Entries taken from a collection:
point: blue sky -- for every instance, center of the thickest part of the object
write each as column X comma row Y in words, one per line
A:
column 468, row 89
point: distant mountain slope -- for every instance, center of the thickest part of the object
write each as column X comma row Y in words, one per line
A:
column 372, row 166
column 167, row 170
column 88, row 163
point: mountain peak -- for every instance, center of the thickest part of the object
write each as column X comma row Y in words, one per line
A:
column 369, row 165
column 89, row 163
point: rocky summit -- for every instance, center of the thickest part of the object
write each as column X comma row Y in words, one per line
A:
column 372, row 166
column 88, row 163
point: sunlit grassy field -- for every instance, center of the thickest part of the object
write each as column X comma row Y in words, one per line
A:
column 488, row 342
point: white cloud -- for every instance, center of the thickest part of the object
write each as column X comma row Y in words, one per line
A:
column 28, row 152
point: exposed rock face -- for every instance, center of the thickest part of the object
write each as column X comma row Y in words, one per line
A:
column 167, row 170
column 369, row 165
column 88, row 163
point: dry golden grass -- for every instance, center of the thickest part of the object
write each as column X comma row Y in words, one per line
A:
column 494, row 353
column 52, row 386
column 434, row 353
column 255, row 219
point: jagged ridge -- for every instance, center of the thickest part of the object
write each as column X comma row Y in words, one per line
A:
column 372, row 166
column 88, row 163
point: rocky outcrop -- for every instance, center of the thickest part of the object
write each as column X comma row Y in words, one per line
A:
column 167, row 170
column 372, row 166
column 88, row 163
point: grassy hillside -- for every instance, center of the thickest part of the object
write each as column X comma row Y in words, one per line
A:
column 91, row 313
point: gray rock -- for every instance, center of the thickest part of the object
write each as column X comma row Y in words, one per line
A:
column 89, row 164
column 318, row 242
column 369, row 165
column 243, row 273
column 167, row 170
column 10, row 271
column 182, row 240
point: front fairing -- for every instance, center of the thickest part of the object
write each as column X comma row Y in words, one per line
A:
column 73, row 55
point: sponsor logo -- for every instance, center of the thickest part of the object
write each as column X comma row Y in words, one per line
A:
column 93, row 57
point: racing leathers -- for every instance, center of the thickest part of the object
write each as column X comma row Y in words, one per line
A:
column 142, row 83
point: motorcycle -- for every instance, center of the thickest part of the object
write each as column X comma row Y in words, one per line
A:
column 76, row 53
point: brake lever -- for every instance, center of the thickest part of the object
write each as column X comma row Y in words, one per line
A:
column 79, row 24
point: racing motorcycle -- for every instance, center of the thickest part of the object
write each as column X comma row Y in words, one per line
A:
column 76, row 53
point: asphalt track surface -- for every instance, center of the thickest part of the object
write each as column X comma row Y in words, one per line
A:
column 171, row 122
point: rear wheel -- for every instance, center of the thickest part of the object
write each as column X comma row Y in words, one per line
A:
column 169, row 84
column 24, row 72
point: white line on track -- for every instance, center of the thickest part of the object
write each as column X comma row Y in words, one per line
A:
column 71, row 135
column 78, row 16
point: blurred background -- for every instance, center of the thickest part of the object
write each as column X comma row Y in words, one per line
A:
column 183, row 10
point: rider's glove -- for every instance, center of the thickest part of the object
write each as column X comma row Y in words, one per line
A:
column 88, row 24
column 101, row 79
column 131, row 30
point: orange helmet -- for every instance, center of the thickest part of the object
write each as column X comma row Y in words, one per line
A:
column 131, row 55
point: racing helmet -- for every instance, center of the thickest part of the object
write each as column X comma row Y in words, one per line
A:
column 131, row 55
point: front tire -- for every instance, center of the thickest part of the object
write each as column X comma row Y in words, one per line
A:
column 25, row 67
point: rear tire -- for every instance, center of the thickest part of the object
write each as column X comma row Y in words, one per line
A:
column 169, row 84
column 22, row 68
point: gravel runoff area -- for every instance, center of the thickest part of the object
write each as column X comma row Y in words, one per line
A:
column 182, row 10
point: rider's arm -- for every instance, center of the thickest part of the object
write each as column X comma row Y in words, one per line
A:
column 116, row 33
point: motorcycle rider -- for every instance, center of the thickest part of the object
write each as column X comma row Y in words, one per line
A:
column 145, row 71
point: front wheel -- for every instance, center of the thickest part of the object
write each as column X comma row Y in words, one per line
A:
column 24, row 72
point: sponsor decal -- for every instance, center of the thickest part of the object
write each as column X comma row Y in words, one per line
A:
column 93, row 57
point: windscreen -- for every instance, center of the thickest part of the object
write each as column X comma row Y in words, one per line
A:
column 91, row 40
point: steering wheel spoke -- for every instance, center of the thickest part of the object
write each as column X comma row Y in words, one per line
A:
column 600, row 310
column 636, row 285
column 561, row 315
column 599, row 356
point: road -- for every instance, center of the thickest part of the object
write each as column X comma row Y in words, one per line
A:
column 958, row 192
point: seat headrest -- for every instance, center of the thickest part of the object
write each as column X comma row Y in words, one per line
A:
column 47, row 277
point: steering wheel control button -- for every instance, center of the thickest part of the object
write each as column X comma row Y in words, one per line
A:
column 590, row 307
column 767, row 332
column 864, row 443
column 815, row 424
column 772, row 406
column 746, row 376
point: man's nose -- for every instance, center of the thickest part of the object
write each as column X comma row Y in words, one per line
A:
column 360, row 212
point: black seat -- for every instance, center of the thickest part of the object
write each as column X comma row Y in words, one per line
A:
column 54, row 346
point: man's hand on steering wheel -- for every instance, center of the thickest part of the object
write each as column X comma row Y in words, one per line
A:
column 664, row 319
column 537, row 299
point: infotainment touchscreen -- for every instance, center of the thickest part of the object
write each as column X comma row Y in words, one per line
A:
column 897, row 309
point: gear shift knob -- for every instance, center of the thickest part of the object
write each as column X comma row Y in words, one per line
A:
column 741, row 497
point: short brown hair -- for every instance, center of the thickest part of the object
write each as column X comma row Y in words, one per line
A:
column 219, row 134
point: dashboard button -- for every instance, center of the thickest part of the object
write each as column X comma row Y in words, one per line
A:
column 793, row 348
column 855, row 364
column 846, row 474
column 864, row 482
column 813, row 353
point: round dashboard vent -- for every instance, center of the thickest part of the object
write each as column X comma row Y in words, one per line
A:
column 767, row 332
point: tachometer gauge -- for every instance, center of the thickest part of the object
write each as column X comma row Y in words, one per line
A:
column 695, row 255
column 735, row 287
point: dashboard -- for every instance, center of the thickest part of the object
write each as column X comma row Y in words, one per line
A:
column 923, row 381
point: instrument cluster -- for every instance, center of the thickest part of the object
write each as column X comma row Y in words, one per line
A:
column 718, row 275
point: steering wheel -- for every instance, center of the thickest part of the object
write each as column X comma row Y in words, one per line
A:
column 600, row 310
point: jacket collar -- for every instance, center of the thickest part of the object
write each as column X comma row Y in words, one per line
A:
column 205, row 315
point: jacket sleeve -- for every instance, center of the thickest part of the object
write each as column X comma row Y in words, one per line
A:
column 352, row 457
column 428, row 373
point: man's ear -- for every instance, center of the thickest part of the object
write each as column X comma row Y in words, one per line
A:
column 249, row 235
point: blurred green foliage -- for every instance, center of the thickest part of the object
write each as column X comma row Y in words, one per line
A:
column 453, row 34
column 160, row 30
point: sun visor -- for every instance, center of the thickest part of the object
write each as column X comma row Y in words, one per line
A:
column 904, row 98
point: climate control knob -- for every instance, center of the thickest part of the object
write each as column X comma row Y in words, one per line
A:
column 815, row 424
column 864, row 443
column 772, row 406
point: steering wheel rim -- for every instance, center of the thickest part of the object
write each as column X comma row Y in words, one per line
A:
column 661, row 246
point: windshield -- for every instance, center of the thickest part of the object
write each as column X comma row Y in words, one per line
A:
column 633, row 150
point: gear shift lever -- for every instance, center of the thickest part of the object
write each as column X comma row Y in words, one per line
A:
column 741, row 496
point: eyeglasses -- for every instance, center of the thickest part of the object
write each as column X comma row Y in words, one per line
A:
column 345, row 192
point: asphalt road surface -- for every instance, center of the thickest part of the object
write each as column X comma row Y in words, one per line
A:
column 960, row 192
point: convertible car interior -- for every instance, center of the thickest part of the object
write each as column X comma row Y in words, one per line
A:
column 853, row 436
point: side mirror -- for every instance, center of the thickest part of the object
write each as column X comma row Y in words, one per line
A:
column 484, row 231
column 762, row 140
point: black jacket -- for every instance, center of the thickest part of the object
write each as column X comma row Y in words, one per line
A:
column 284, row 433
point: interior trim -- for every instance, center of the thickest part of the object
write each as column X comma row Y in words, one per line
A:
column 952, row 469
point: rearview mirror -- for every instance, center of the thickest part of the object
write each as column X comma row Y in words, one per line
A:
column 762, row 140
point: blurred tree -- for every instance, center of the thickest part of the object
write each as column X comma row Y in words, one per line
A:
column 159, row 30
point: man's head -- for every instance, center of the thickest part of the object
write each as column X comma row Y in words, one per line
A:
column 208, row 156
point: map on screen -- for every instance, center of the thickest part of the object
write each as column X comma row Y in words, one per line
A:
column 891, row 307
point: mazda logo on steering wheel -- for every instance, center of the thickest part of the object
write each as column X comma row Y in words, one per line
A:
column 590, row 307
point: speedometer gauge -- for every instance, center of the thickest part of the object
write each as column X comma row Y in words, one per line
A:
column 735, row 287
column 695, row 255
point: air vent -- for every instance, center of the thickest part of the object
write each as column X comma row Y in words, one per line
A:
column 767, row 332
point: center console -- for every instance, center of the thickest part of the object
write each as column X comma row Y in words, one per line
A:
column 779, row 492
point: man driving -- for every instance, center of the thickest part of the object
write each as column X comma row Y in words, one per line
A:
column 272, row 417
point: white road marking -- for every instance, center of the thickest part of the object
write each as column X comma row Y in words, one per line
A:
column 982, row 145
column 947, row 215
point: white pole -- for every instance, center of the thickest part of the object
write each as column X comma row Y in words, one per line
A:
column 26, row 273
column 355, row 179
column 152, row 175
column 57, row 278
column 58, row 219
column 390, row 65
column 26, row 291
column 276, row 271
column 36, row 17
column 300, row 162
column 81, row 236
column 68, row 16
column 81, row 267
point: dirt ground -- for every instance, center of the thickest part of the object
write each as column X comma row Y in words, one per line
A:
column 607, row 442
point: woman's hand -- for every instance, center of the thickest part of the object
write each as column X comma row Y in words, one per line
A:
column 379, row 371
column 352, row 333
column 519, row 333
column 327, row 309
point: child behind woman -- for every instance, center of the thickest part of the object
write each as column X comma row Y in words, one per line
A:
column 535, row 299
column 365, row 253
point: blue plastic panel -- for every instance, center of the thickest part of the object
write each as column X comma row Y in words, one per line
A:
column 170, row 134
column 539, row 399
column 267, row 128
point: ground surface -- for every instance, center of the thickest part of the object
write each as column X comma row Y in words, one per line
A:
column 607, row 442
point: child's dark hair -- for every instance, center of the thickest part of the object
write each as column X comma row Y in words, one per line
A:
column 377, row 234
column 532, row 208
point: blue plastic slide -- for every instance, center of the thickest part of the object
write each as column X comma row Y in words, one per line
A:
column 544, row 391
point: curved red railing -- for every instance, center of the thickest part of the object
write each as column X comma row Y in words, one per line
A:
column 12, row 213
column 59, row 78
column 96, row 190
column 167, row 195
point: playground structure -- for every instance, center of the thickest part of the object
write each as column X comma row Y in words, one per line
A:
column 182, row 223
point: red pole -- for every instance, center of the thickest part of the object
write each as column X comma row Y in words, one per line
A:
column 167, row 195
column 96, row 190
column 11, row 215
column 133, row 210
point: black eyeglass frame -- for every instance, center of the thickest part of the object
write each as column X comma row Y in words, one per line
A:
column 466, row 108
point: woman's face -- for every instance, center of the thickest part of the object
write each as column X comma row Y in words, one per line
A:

- [Work to complete]
Scan the records above and report how many lines include the word "dashboard", without any other text.

- [Answer to this task]
3